### WHAT YOU SHOULD DO:
Write out exactly the lines running from the line that includes "the yellow bmw" to the end of the data, both ends included, and nothing besides.

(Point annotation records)
▼

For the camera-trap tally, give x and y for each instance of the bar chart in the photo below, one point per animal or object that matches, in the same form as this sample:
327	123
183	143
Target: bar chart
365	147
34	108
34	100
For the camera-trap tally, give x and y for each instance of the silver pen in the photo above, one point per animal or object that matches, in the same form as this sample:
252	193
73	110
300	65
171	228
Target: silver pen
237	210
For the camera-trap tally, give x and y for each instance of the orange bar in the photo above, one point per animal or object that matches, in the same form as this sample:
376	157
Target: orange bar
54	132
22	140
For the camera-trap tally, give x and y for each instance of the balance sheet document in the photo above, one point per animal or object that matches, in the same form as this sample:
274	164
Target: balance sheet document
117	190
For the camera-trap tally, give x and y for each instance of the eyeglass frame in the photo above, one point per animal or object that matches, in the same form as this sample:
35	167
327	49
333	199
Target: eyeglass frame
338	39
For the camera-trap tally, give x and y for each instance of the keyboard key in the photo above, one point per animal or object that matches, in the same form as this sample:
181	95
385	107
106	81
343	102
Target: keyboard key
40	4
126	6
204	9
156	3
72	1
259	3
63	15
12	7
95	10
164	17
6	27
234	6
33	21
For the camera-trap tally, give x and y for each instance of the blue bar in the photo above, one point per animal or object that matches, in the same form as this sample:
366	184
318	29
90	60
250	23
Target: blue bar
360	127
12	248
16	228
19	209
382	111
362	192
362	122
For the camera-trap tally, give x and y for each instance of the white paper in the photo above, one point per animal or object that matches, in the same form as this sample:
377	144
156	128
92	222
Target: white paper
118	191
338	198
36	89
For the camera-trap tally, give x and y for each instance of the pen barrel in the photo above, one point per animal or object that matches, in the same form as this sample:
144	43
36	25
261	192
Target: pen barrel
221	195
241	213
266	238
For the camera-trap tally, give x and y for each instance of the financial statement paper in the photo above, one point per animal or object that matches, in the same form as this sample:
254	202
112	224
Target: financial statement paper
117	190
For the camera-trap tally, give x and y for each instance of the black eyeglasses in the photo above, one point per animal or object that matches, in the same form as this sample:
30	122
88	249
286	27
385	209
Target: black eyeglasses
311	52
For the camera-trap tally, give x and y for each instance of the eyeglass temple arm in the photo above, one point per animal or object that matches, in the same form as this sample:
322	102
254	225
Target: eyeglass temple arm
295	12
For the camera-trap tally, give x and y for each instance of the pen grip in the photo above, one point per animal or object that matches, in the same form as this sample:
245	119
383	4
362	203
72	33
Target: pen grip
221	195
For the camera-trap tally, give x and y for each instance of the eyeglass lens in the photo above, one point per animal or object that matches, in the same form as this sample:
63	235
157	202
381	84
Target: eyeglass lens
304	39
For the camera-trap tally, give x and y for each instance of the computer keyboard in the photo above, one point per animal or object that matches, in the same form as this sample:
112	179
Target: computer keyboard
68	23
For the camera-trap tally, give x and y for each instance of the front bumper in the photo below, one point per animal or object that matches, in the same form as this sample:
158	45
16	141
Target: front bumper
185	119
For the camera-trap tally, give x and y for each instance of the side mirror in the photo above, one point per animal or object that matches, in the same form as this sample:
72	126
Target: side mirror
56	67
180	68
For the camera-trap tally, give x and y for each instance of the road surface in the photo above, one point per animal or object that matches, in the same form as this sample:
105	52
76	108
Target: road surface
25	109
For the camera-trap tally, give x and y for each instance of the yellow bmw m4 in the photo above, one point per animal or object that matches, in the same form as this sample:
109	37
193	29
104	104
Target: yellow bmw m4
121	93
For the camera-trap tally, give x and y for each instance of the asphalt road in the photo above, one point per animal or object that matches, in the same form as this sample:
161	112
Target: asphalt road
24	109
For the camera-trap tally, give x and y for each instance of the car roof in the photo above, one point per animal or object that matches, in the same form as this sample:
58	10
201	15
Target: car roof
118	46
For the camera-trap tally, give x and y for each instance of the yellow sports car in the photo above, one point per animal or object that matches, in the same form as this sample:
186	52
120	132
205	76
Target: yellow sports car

▲

### RESULT:
For the camera-trap tally, give x and y for each instance of the yellow bmw m4 in the photo above, one point per animal or object that matches, in the same form as this sample:
109	37
193	29
104	104
Target: yellow bmw m4
121	93
For the camera-trap tally, give x and y for each instance of the asphalt road in the photo above, one point per animal or object that matches, in the same form as this sample:
161	112
Target: asphalt road
24	109
For the camera-trap tally, give x and y for each instance of the car roof in the photo above, one point per animal or object that matches, in the same form as this sample:
58	10
201	15
Target: car roof
118	46
For the camera-trap tally, give x and y for each instance of the yellow sports car in the photo above, one point per animal or object that matches, in the same form as this sample:
186	52
120	132
205	76
Target: yellow sports car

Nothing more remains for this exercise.